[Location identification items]
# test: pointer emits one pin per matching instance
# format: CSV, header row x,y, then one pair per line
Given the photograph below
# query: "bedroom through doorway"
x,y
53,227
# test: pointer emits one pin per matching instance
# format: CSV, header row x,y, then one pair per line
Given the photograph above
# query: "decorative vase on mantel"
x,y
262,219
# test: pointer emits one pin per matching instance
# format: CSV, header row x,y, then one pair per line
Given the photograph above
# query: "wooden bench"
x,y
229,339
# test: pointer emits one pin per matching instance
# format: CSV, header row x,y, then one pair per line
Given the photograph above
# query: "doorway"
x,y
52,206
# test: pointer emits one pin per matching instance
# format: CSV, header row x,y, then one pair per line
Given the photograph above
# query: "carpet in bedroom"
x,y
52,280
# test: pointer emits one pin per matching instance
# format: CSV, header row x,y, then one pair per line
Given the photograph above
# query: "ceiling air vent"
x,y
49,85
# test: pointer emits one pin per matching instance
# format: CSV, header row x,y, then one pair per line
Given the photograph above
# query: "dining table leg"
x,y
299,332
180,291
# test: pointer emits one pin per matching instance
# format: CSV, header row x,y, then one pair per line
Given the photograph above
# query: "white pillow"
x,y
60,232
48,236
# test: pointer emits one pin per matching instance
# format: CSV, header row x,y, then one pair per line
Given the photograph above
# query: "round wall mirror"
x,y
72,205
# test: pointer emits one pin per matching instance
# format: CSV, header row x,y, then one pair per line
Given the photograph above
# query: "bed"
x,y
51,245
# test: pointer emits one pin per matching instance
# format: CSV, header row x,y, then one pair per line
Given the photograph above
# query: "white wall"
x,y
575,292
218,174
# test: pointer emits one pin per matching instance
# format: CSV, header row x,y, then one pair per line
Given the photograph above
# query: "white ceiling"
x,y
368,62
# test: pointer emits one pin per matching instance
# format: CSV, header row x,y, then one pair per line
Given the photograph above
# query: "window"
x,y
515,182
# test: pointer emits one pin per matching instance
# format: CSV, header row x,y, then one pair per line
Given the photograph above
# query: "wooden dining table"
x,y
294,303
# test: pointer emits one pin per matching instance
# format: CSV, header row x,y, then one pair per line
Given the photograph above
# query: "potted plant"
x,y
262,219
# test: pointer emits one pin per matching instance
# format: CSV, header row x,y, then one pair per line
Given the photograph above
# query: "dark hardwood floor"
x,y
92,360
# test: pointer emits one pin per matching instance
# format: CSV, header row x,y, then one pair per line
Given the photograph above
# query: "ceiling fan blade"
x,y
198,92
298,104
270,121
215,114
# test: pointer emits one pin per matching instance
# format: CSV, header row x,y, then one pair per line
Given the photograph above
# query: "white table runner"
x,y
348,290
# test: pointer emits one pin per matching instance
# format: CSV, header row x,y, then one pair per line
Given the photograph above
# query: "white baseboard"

Problem details
Restate each entry exactly, skipping none.

Output of the exercise
# test: pointer emits one pin per matching instance
# format: CSV, header row x,y, then one pair per line
Given the photograph below
# query: "bedroom through doorway"
x,y
53,227
# test: pointer emits one pin per matching instance
# format: CSV, header row x,y, then one pair per line
Given the photograph above
# query: "decorative vase on mantel"
x,y
262,219
# test: pointer emits one pin per matching instance
# format: CSV, header row x,y, then one pair per line
Given the photograph above
# query: "wooden bench"
x,y
229,339
# test: pointer emits one pin per matching instance
# format: CSV, header row x,y, then one pair per line
Given the photograph above
# query: "doorway"
x,y
52,206
# test: pointer emits one pin per matching instance
# format: CSV, header row x,y, then one pair per line
Given the photograph above
# query: "carpet in bedroom"
x,y
52,280
# test: pointer emits one pin per matching instance
# format: CSV, header row x,y, then one pair per line
Given the photograph above
# query: "ceiling air vent"
x,y
49,85
# test: pointer emits one pin per matching instance
# format: CSV, header row x,y, then one pair per line
Given the photograph above
# query: "dining table leg"
x,y
299,332
180,291
# test: pointer emits one pin per matching instance
# format: CSV, header row x,y, then one pair per line
Given the photograph above
# query: "white pillow"
x,y
60,232
48,236
# test: pointer emits one pin per matching instance
# format: CSV, header row x,y, then one pair per line
Given the photograph above
# query: "round wall mirror"
x,y
72,205
# test: pointer emits one pin per matching instance
# format: CSV, header row x,y, then one pair per line
Given the photograph above
# query: "bed"
x,y
51,245
# test: pointer emits one pin per matching instance
# format: CSV, header row x,y, then one pair per line
Given the photograph above
# query: "white wall"
x,y
575,292
218,174
# test: pointer emits one pin per matching instance
# format: CSV, header row x,y, then one pair per line
Given the photograph above
# query: "white ceiling"
x,y
368,62
# test: pointer emits one pin per matching instance
# format: CSV, header row x,y, then one pair per line
Given the photograph above
# query: "window"
x,y
515,182
# test: pointer emits one pin per matching instance
# format: CSV, header row x,y, then one pair per line
Given the photograph above
# query: "wooden dining table"
x,y
294,303
# test: pointer emits one pin per matching instance
# format: CSV, header row x,y, then one pair per line
Given the photograph above
# query: "potted plant"
x,y
262,219
# test: pointer emits one pin per matching instance
# format: CSV, header row x,y, then one pair per line
Given the photograph above
# query: "dark hardwood floor"
x,y
92,360
# test: pointer emits one pin per matching instance
# format: CSV, header row x,y, then one pair per line
Given the photograph above
# query: "ceiling fan blade"
x,y
198,92
298,104
270,121
215,114
# test: pointer emits one pin per matching instance
# format: CSV, header row x,y, then one pair per line
Given the photograph above
# query: "white table runner"
x,y
348,290
# test: pointer emits one pin per matching instance
# format: CSV, header row x,y, then one pair per line
Given the photograph above
# query: "white baseboard"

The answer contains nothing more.